_Data for the task_:

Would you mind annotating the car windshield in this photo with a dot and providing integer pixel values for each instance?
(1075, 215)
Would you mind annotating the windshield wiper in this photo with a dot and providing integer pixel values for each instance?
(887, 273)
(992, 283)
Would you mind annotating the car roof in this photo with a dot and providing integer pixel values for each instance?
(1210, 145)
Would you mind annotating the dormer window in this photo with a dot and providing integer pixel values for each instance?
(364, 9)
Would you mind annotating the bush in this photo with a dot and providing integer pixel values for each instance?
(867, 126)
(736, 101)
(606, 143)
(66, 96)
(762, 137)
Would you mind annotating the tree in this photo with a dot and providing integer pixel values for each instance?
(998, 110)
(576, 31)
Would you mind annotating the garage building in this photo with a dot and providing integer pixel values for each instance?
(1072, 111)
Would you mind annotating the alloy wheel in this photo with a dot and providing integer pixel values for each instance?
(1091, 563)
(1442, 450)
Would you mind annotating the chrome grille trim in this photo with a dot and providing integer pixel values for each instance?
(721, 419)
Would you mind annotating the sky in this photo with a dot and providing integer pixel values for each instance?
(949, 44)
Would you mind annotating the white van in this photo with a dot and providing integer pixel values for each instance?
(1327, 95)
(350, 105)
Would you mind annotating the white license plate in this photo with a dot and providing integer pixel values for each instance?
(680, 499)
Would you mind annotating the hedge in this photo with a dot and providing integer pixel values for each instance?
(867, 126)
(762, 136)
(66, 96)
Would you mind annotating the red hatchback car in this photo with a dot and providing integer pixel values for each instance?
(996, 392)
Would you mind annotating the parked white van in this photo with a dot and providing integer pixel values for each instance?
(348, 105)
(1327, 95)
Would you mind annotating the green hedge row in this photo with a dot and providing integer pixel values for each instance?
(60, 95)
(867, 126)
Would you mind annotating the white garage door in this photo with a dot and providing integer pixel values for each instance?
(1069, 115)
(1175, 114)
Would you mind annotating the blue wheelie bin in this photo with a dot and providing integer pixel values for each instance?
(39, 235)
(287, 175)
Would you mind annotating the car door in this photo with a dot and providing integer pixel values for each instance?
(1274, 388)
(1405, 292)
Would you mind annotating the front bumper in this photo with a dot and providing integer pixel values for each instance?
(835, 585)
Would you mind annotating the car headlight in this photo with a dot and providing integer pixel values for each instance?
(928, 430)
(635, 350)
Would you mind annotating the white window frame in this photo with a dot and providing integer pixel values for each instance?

_The problem_: Could you write out all of the data again, exactly as given?

_Expected output_:
Would you mind annotating the car windshield in this photo with a dot and providing integer pixel values for each instance?
(1075, 215)
Would you mind annotating the windshield wiper in this photo with a dot and providing integer pixel values for each instance?
(887, 273)
(992, 283)
Would you mind annotating the car roof in this photo with a dot and providing integer pixel values for each instance?
(1210, 145)
Would you mind annotating the dormer window in this photo with a dot and providing integer pixel values for each instance?
(364, 9)
Would you mind annotating the bush in this photo with a dot and providing integer pixel values for each instance?
(867, 126)
(736, 101)
(606, 143)
(66, 96)
(762, 137)
Would you mind annotating the tree in this photo with a dot and providing integer pixel values for each instance?
(998, 110)
(576, 31)
Would you mind annotating the garage building in this photo with a dot and providing integer pixel values for each instance?
(1072, 111)
Would you mind annotating the alloy wheel in this photo with a dot and providing integer pixel values for each instance?
(1091, 563)
(1442, 450)
Would you mind annotating the chrome grille trim in this photo with a dot and providing integer pixel values for each instance?
(721, 419)
Would you mind annotating the sky in this photo with a dot and providing integer pixel values for each instance?
(949, 44)
Would you mind annotating the white van in this photo with a dot and providing integer pixel values for each instance?
(1327, 95)
(350, 105)
Would you mind annotating the white license plate in this photo with a dot and providing integer pixel values for each instance?
(680, 499)
Would you mind annotating the hedge in this photo with a dot and providing integer pixel values for each instance?
(867, 126)
(762, 136)
(66, 96)
Would you mind annotating the red hatchback car in this photo with a dot and providing integer pixel values for each instance?
(996, 392)
Would you mind annotating the parked white van in this photo with a dot and providing integer pixel values for each instance?
(348, 105)
(1327, 95)
Would you mind annotating the green hedge row in this photo with a dot and providing integer pixel values for each instance?
(60, 95)
(867, 126)
Would you mind annotating the white garage door in this photo with a dot and providing integer pixel values for each instance?
(1069, 115)
(1175, 114)
Would you mind annotating the blue wheelie bin in this photo with a dot and providing integer pixel values for each instance?
(39, 235)
(287, 175)
Would you mind annotating the car door in this photo with a dot and providing integer pixel values for each instance?
(1274, 388)
(1405, 292)
Would you mind annotating the front bumper in this photo with a dot and providing integer pixel values for each instance?
(835, 585)
Would you mind annotating the car headlight in this photo with a dot and providing integer pixel values for each instance?
(928, 430)
(635, 350)
Would you mind annotating the white window frame in this photo with a dot and providing integer pixel values for each instance?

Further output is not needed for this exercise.